---------- DATA SUPPLIED

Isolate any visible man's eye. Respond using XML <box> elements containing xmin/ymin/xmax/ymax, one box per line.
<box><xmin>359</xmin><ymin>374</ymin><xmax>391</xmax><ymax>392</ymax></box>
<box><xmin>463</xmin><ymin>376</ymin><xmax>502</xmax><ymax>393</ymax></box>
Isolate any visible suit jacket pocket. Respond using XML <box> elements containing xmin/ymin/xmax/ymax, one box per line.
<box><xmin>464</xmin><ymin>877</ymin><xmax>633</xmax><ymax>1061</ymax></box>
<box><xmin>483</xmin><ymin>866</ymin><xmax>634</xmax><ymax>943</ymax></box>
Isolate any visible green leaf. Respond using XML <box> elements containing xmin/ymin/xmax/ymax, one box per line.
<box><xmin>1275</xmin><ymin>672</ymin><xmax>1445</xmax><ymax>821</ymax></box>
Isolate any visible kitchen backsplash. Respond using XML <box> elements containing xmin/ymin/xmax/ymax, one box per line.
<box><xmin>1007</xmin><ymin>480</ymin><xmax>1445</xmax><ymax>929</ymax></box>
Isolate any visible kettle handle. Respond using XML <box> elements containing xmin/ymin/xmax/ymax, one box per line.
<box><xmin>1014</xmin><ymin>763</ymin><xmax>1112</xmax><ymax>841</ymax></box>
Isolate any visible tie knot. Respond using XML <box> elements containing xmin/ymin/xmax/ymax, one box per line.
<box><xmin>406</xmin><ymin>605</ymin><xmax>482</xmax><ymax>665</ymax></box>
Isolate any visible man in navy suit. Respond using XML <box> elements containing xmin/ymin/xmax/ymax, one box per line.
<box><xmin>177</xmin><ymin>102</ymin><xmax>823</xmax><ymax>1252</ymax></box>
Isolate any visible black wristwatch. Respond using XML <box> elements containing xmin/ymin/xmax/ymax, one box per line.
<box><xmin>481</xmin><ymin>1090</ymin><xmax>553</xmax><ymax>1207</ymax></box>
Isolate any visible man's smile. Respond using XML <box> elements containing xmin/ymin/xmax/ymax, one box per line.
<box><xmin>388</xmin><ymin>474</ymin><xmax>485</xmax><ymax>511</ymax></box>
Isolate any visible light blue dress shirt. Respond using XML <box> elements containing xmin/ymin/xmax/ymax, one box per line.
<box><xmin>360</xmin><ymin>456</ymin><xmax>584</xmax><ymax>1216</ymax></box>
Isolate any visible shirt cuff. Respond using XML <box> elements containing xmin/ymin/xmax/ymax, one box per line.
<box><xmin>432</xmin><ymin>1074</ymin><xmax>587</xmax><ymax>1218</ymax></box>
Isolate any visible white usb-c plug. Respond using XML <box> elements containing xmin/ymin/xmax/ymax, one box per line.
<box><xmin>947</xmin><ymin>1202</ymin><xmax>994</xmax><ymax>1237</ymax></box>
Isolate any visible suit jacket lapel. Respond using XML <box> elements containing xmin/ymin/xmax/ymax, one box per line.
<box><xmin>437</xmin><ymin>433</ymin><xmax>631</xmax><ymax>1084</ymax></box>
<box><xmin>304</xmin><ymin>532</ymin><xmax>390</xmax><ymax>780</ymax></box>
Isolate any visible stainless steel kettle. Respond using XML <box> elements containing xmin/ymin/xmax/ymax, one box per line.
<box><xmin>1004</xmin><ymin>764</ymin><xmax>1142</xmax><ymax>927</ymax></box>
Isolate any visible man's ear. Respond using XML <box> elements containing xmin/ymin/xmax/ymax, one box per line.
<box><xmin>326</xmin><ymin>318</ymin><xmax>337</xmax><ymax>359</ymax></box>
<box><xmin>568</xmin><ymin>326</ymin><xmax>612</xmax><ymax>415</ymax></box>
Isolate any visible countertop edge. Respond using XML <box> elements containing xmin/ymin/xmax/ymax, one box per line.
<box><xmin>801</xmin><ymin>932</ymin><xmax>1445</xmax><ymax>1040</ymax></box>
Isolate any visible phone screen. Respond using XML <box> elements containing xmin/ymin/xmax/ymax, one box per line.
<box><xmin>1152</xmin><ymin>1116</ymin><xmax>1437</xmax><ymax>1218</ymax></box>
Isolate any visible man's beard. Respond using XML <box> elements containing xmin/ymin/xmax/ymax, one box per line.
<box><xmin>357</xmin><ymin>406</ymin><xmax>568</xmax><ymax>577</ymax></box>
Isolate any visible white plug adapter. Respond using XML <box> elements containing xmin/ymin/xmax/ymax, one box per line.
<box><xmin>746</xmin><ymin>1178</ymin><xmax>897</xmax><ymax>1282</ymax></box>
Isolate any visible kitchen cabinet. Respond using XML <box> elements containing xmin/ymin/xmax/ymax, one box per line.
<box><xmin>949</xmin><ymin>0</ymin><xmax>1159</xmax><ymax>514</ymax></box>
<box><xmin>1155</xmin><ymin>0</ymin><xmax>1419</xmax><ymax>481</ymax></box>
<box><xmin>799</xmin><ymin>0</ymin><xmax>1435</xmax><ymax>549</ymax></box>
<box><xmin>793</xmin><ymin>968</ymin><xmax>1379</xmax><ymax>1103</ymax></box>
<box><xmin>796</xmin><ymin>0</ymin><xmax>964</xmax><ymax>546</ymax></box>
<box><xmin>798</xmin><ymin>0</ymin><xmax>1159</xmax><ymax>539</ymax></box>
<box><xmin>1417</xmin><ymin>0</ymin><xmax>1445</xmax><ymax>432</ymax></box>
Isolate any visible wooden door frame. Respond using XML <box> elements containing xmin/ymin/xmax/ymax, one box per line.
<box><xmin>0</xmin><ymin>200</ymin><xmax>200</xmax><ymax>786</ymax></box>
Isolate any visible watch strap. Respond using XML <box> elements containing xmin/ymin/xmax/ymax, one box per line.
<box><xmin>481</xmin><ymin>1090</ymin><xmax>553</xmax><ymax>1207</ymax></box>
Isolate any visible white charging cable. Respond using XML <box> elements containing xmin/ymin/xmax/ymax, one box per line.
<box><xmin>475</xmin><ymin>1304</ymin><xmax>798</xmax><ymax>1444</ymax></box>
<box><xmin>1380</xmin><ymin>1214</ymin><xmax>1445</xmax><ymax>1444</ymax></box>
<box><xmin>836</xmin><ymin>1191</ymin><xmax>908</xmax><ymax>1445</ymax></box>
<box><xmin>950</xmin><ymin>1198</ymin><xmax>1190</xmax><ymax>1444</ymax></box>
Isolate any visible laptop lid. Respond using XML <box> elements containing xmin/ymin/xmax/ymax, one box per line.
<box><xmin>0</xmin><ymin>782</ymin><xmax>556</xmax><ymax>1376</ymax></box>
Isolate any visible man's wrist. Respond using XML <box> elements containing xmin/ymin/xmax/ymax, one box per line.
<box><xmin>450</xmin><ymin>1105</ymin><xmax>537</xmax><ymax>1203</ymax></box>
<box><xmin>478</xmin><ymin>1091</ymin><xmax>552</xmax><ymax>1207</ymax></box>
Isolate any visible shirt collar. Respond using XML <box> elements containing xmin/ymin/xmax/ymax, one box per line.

--------------------

What you return must match the records exactly, down to the last line.

ANSWER AREA ->
Isolate any visible man's eye. Respond using XML <box> elements containing xmin/ymin/xmax/ymax, one box per line.
<box><xmin>359</xmin><ymin>374</ymin><xmax>391</xmax><ymax>392</ymax></box>
<box><xmin>463</xmin><ymin>376</ymin><xmax>502</xmax><ymax>393</ymax></box>
Isolate any visible suit jacket pocket. Respond using XML <box> elements containing xmin/ymin/xmax/ymax, one box per line.
<box><xmin>464</xmin><ymin>877</ymin><xmax>633</xmax><ymax>1061</ymax></box>
<box><xmin>483</xmin><ymin>866</ymin><xmax>634</xmax><ymax>943</ymax></box>
Isolate any visible green leaf. Respond using XML <box> elements containing xmin/ymin/xmax/ymax, one box per line.
<box><xmin>1275</xmin><ymin>672</ymin><xmax>1445</xmax><ymax>821</ymax></box>
Isolate any visible kitchen backsplash. Respond using XML <box> elements containing xmin/ymin/xmax/ymax, one box per line.
<box><xmin>1007</xmin><ymin>480</ymin><xmax>1445</xmax><ymax>929</ymax></box>
Isolate any visible kettle handle. Respond using XML <box> elements containing xmin/ymin/xmax/ymax, one box per line.
<box><xmin>1014</xmin><ymin>763</ymin><xmax>1112</xmax><ymax>841</ymax></box>
Isolate any visible tie knot. Respond using XML <box> elements containing xmin/ymin/xmax/ymax, one box per line.
<box><xmin>406</xmin><ymin>605</ymin><xmax>482</xmax><ymax>665</ymax></box>
Isolate any visible man in navy suit. Respond using XML <box> elements containing xmin/ymin/xmax/ymax, one box per line.
<box><xmin>177</xmin><ymin>102</ymin><xmax>823</xmax><ymax>1252</ymax></box>
Isolate any visible black wristwatch. Respond using XML <box> elements containing xmin/ymin/xmax/ymax, one box per line.
<box><xmin>481</xmin><ymin>1090</ymin><xmax>553</xmax><ymax>1207</ymax></box>
Isolate any visible man's smile. Respond using XML <box> elements containing xmin/ymin/xmax/ymax, one box per line.
<box><xmin>388</xmin><ymin>474</ymin><xmax>485</xmax><ymax>511</ymax></box>
Isolate any visible light blue dress shirt. Respond using XML <box> elements containing xmin/ymin/xmax/ymax, one box per line.
<box><xmin>360</xmin><ymin>456</ymin><xmax>584</xmax><ymax>1216</ymax></box>
Isolate any visible shirt cuff. Respond using XML <box> elements containing xmin/ymin/xmax/ymax, one box per line.
<box><xmin>432</xmin><ymin>1074</ymin><xmax>587</xmax><ymax>1218</ymax></box>
Isolate any visible white usb-c plug. Respond using XML <box> elements containing xmin/ymin/xmax/ymax, one box per line.
<box><xmin>947</xmin><ymin>1202</ymin><xmax>994</xmax><ymax>1237</ymax></box>
Isolate any visible suit jacket lapel. Respond using XML <box> elements containing xmin/ymin/xmax/ymax, one box per line.
<box><xmin>437</xmin><ymin>433</ymin><xmax>631</xmax><ymax>1084</ymax></box>
<box><xmin>304</xmin><ymin>532</ymin><xmax>390</xmax><ymax>780</ymax></box>
Isolate any visible stainless steel kettle. Respond using XML <box> elements containing xmin/ymin/xmax/ymax, one box per line.
<box><xmin>1004</xmin><ymin>764</ymin><xmax>1142</xmax><ymax>927</ymax></box>
Isolate any visible man's ear. Respond using XML <box> elements containing xmin/ymin/xmax/ymax, one box per line.
<box><xmin>326</xmin><ymin>318</ymin><xmax>337</xmax><ymax>359</ymax></box>
<box><xmin>568</xmin><ymin>326</ymin><xmax>612</xmax><ymax>415</ymax></box>
Isolate any visible countertop edge. Respond using XML <box> elements containing xmin/ymin/xmax/ymax, one box per line.
<box><xmin>801</xmin><ymin>932</ymin><xmax>1445</xmax><ymax>1040</ymax></box>
Isolate any visible phone screen. Respond using XML <box> elements containing xmin/ymin/xmax/ymax, one box per line.
<box><xmin>1152</xmin><ymin>1116</ymin><xmax>1437</xmax><ymax>1218</ymax></box>
Isolate any visible man's beard. Respond using XML <box> elements containing xmin/ymin/xmax/ymax, one box per line.
<box><xmin>357</xmin><ymin>406</ymin><xmax>568</xmax><ymax>577</ymax></box>
Isolate any visible white plug adapter. Respond using XML <box> elements containing xmin/ymin/xmax/ymax, one box per line.
<box><xmin>746</xmin><ymin>1178</ymin><xmax>897</xmax><ymax>1282</ymax></box>
Isolate any visible kitchen cabinet. Respond using XML <box> elements containing xmin/ymin/xmax/ymax, one box per line.
<box><xmin>949</xmin><ymin>0</ymin><xmax>1159</xmax><ymax>514</ymax></box>
<box><xmin>1155</xmin><ymin>0</ymin><xmax>1419</xmax><ymax>481</ymax></box>
<box><xmin>799</xmin><ymin>0</ymin><xmax>1435</xmax><ymax>549</ymax></box>
<box><xmin>793</xmin><ymin>968</ymin><xmax>1379</xmax><ymax>1103</ymax></box>
<box><xmin>796</xmin><ymin>0</ymin><xmax>964</xmax><ymax>546</ymax></box>
<box><xmin>798</xmin><ymin>0</ymin><xmax>1159</xmax><ymax>539</ymax></box>
<box><xmin>1417</xmin><ymin>0</ymin><xmax>1445</xmax><ymax>432</ymax></box>
Isolate any visible wooden door frame. Respond using XML <box> elements containing xmin/ymin/xmax/ymax, one box per line.
<box><xmin>0</xmin><ymin>200</ymin><xmax>200</xmax><ymax>786</ymax></box>
Isolate any visible watch strap. Respond using XML <box> elements containing xmin/ymin/xmax/ymax, one box per line.
<box><xmin>481</xmin><ymin>1090</ymin><xmax>553</xmax><ymax>1207</ymax></box>
Isolate any visible white charging cable. Respond using XML <box> elements containing xmin/ymin/xmax/ymax, one box per line.
<box><xmin>475</xmin><ymin>1304</ymin><xmax>798</xmax><ymax>1444</ymax></box>
<box><xmin>1380</xmin><ymin>1214</ymin><xmax>1445</xmax><ymax>1444</ymax></box>
<box><xmin>836</xmin><ymin>1191</ymin><xmax>908</xmax><ymax>1445</ymax></box>
<box><xmin>950</xmin><ymin>1198</ymin><xmax>1190</xmax><ymax>1444</ymax></box>
Isolate any visible laptop lid. Respond using XML <box> elements containing xmin/ymin/xmax/ymax, one box per line.
<box><xmin>0</xmin><ymin>782</ymin><xmax>556</xmax><ymax>1376</ymax></box>
Isolate any visible man's wrist. Respond using XML <box> elements containing xmin/ymin/xmax/ymax, one box per line.
<box><xmin>450</xmin><ymin>1105</ymin><xmax>537</xmax><ymax>1203</ymax></box>
<box><xmin>478</xmin><ymin>1091</ymin><xmax>552</xmax><ymax>1207</ymax></box>
Isolate any visible shirt collar. Respond using XML <box> elements containing xmin/ymin/xmax/ymax, one box per line.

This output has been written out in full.